— Start —

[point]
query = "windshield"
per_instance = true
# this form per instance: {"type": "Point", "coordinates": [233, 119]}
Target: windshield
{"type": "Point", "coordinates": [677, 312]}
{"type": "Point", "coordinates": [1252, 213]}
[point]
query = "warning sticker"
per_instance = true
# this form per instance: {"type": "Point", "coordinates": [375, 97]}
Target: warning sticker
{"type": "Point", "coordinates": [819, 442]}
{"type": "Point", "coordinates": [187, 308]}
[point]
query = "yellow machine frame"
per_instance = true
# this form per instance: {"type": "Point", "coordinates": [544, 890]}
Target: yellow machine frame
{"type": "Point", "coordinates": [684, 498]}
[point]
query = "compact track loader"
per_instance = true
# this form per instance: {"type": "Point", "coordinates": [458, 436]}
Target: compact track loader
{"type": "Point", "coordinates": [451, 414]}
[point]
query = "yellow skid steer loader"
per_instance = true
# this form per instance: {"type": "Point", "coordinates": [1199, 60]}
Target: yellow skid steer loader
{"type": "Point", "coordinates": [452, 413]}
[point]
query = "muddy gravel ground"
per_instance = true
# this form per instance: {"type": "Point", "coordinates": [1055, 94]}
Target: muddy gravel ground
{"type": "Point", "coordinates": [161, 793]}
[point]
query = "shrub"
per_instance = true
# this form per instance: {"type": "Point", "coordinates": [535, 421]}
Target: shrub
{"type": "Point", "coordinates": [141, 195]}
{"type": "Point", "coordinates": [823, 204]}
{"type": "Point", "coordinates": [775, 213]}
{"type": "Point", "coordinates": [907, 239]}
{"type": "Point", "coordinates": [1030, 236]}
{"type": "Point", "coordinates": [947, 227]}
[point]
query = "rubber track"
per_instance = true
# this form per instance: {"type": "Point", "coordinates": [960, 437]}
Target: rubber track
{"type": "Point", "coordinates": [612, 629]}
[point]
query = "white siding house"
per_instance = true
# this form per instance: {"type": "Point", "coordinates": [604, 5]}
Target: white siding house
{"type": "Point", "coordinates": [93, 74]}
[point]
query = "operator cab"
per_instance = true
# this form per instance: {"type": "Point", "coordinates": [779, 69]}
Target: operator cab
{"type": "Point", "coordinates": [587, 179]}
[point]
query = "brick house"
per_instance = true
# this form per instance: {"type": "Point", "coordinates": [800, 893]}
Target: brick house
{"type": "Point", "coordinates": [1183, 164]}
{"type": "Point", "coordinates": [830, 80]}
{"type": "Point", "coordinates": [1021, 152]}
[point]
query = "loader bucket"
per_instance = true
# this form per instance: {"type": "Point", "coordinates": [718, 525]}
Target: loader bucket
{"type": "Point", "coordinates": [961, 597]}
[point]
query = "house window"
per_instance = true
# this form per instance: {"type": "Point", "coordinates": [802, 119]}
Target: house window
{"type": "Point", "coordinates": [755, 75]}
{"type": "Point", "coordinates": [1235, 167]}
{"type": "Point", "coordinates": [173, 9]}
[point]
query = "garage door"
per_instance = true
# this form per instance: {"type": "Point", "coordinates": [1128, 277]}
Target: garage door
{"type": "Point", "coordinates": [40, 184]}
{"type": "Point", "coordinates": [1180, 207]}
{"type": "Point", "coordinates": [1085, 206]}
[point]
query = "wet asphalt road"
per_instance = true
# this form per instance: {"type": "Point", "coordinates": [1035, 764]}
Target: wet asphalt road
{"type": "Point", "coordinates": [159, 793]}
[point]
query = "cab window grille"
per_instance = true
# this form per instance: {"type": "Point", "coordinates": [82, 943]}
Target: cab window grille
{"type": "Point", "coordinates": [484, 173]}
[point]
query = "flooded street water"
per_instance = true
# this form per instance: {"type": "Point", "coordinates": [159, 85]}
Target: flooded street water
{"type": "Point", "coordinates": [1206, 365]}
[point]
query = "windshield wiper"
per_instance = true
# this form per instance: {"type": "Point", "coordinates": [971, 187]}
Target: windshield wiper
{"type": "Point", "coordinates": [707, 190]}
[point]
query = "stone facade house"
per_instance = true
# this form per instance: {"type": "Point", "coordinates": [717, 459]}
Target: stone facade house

— End —

What the exercise asks:
Which lines in the rows above contain the string "white"? List every such line, treating uppercase and lowercase letters as different.

Answer to this task:
query = "white siding house"
Target: white siding house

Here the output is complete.